• _Records supplied_:
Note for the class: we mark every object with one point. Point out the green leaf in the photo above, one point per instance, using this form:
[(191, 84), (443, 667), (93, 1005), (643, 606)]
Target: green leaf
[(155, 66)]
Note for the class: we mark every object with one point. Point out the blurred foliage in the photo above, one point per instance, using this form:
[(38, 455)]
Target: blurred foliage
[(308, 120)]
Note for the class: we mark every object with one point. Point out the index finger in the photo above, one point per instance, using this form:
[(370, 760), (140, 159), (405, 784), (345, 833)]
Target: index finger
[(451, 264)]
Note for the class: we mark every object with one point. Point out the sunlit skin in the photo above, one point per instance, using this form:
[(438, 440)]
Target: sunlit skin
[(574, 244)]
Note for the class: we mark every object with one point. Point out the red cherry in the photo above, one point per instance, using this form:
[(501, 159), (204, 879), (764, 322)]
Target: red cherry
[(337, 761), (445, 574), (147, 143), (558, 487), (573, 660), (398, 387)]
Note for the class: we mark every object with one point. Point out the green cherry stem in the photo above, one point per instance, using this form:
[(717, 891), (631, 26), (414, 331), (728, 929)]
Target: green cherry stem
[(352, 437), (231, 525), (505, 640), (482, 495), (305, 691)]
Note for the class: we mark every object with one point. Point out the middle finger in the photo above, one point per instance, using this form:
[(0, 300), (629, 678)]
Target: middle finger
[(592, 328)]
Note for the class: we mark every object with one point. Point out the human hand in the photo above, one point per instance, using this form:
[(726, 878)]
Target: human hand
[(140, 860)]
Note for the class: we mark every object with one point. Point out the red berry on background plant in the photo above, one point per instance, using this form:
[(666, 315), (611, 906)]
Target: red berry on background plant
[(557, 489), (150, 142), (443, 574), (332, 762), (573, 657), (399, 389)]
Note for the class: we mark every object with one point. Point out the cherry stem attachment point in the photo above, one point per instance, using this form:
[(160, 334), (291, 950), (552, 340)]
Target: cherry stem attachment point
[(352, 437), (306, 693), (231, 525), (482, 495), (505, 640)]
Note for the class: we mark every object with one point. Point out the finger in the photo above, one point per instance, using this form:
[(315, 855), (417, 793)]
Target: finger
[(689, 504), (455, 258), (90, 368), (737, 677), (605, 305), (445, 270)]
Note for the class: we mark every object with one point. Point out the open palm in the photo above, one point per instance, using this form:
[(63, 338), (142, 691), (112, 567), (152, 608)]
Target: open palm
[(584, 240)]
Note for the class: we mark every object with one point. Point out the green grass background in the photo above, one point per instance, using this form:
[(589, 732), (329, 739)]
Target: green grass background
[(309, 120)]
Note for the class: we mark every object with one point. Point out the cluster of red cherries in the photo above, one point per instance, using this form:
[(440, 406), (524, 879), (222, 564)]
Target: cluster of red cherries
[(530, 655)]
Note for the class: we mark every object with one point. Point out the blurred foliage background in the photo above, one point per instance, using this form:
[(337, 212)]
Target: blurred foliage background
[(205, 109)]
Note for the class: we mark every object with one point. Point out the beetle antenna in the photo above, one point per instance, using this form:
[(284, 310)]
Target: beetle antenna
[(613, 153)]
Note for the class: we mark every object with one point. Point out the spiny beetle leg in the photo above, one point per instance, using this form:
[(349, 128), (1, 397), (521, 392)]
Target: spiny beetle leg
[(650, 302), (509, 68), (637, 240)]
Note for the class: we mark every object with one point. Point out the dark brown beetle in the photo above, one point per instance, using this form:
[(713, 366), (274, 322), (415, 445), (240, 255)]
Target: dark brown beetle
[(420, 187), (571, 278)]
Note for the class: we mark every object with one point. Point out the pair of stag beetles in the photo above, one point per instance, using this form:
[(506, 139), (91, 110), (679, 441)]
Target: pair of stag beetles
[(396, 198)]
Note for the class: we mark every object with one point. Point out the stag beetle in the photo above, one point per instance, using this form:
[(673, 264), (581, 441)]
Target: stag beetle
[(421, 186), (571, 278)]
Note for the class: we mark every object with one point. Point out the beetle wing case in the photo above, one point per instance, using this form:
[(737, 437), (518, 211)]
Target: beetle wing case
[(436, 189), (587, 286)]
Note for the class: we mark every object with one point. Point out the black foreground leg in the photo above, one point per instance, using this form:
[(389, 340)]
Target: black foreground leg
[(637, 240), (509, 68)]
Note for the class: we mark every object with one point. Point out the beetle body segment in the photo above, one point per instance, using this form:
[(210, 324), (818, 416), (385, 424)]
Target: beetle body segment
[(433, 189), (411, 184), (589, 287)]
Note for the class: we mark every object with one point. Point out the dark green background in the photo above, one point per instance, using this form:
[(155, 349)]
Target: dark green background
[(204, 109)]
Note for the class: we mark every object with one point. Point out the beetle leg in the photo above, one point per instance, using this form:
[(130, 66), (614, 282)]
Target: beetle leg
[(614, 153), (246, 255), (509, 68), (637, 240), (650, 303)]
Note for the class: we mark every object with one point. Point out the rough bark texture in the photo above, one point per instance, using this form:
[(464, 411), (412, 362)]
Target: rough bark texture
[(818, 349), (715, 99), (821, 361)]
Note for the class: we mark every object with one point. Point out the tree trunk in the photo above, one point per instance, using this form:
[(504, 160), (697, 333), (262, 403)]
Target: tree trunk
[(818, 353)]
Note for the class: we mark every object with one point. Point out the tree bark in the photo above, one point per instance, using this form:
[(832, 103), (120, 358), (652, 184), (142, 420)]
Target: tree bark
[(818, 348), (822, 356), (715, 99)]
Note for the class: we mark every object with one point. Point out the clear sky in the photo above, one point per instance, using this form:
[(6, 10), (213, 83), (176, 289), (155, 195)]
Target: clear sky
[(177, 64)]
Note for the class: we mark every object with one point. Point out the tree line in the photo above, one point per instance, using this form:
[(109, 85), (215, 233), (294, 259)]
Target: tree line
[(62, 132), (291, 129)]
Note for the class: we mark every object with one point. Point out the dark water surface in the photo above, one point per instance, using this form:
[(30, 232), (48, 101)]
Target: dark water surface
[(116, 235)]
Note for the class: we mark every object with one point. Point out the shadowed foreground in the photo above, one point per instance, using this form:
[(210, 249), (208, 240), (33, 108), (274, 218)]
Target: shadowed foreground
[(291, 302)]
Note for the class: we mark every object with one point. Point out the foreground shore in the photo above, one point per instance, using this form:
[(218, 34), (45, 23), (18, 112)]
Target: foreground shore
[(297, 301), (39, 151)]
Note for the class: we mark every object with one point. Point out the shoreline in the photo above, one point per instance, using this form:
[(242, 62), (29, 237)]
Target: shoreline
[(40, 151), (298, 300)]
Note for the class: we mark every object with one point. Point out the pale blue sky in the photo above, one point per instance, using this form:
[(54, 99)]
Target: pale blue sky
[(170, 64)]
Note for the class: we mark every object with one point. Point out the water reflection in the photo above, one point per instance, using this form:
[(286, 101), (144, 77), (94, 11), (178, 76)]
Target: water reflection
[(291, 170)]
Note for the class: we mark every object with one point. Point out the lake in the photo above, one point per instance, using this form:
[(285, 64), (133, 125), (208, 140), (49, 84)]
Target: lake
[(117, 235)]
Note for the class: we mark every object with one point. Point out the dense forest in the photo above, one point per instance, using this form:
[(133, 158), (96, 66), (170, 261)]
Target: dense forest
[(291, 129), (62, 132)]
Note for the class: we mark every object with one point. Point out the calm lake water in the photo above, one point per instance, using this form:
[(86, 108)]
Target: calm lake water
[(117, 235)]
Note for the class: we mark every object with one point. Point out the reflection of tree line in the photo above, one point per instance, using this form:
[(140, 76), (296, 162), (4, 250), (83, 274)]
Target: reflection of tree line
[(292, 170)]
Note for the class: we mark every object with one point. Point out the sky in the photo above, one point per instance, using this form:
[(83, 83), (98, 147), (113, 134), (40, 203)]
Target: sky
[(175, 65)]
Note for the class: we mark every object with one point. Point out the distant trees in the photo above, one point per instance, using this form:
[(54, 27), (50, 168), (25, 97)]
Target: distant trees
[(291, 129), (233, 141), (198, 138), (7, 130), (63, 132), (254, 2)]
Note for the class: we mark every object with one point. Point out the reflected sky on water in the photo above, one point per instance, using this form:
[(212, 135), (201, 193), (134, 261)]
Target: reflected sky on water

• _Task statement_: Rewrite the items starting at the line that contains "the beetle antenna" and ending at the line that contains "[(396, 198)]", with the requests included. Multiply every coordinate in the answers by 2 and round to whole numbers, with halves rounding up, and leave the requests and their sample point lists unchanged.

• _Result for this exercise_:
Note for the class: we mark every object with one point. Point out the beetle antenna in the photo above, one point per instance, using this form:
[(284, 310)]
Target: beetle antenna
[(1226, 306)]
Note for the class: we mark every object with one point. Point out the spiny beetle leg in the photo above, one point per instance, using this form:
[(349, 128), (1, 397), (521, 392)]
Target: spiny beetle leg
[(1300, 604), (1018, 136), (1274, 480)]
Note for the class: we mark every object with one point. Point out the dark brown beetle in the photo above, one point per instance, using this form:
[(713, 366), (274, 322), (415, 445), (240, 255)]
Target: dark brown beetle
[(840, 374), (1142, 556)]
Note for the class: we mark every object with one point. Point out the pair of stag beetles in the photo above, one point per instance, using this form:
[(506, 139), (91, 110), (679, 441)]
Target: pair of stag beetles
[(792, 396)]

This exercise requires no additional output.